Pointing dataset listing
-=-=-=-=-

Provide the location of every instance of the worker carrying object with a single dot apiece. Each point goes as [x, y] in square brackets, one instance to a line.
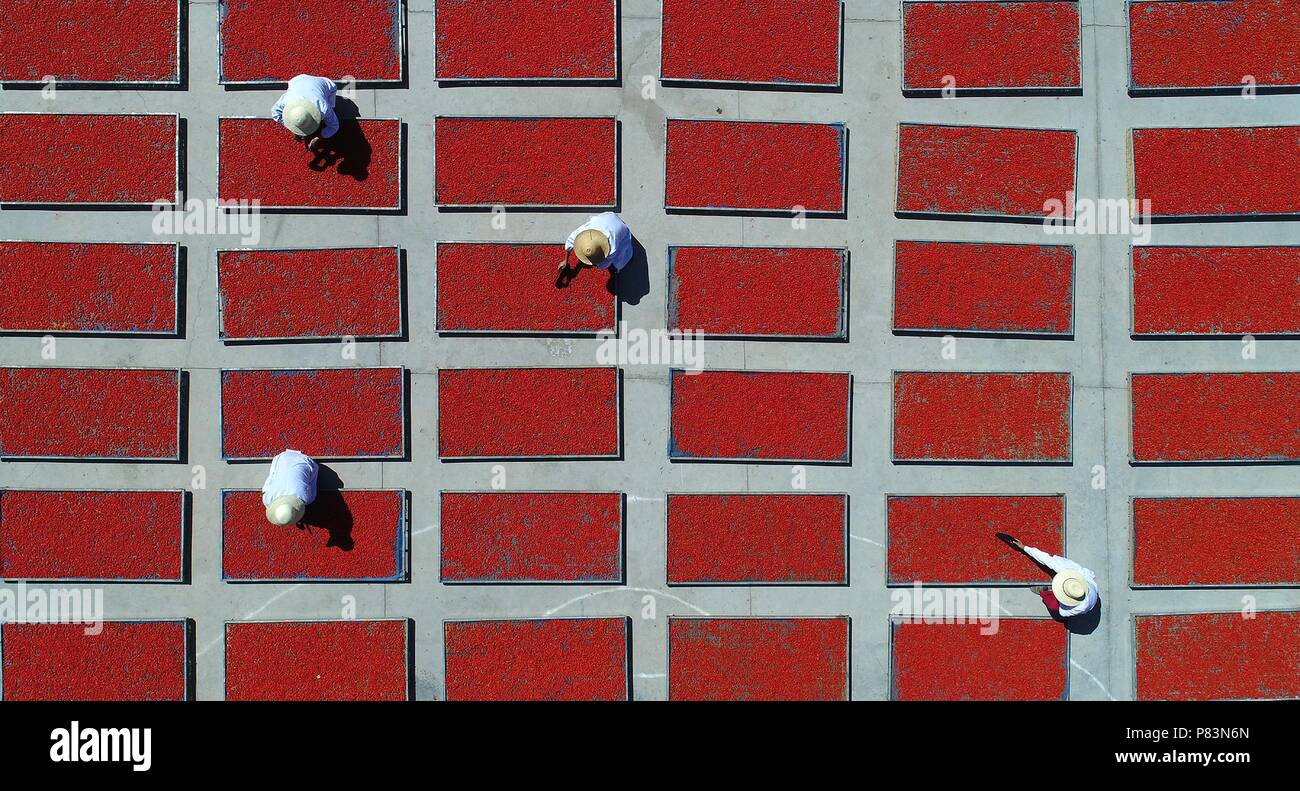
[1074, 588]
[307, 109]
[603, 242]
[290, 487]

-=-=-=-=-

→ WHAT NEEDS TO BE DONE
Turn every line of the listing above into a JSON list of strings, one string per line and no blank lines. Leave the pictures out.

→ EXERCISE OUTPUT
[
  "Provide the location of every instance of the worker carrying object with a single dot apiece. Each point goes as [x, y] in square brackets, one instance to a line.",
  "[1074, 588]",
  "[307, 109]",
  "[603, 242]",
  "[290, 487]"
]